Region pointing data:

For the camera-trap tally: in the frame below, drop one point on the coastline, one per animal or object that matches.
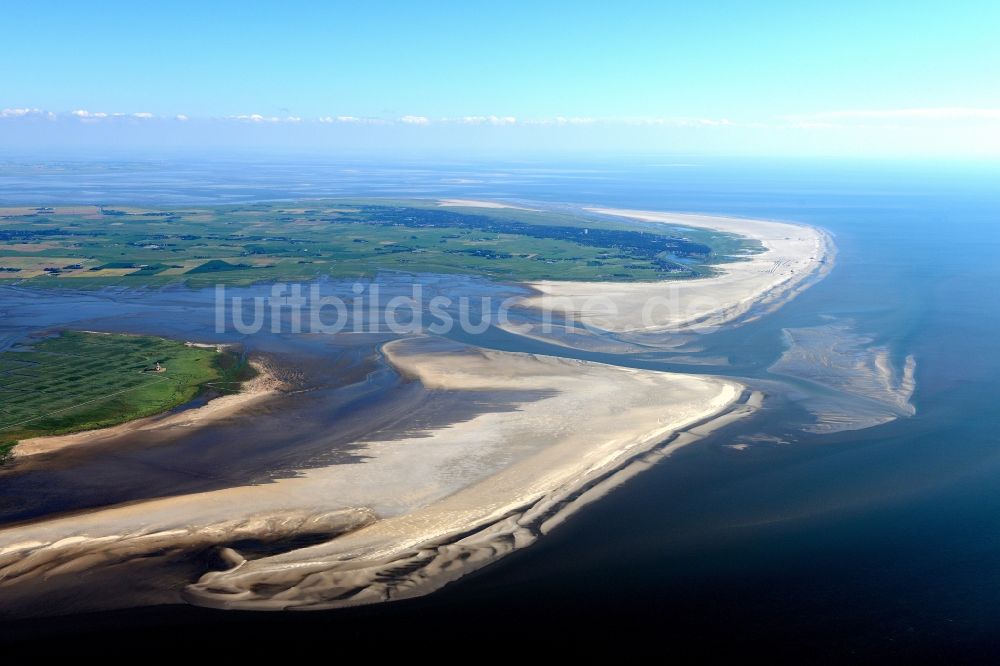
(432, 505)
(261, 387)
(795, 257)
(472, 491)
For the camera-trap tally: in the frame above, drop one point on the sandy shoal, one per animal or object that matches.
(427, 507)
(794, 254)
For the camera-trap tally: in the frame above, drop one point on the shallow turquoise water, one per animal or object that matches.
(885, 540)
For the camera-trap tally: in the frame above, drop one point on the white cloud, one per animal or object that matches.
(83, 114)
(27, 113)
(487, 120)
(258, 118)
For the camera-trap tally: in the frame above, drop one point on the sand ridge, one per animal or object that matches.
(795, 255)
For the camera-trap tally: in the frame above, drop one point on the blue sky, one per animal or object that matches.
(744, 77)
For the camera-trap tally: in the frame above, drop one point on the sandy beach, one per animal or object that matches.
(431, 504)
(490, 484)
(794, 256)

WORK ITEM:
When you transcribe the entries above, keep every word exact and leave out the pictures.

FINAL ANSWER:
For the camera-trap tally: in the frame below, drop one point on the coastline, one per animal or object that matches.
(432, 505)
(261, 387)
(795, 257)
(472, 491)
For the camera-trap tally: in the frame above, drop one point on the sandy shoal, one per animal or object that matches.
(427, 507)
(794, 254)
For the camera-trap tally: in the frame above, drop one point on the shallow turquoise water, one per animal or object that matches.
(885, 540)
For the camera-trap tally: in the frame above, drop one point on the white cloud, one per animal or object that matches.
(83, 114)
(27, 113)
(487, 120)
(258, 118)
For the camera-trap tally: in the frame above, drop one point on the sand ridge, one per animal or object that matches.
(795, 255)
For the camera-trap tally: in the frame above, drop one point on the blue sky, one per animal or object that matches.
(744, 77)
For the camera-trap tally: in the frame above, drop one point on the sandy beach, one per animal or object that matches.
(431, 504)
(490, 484)
(794, 256)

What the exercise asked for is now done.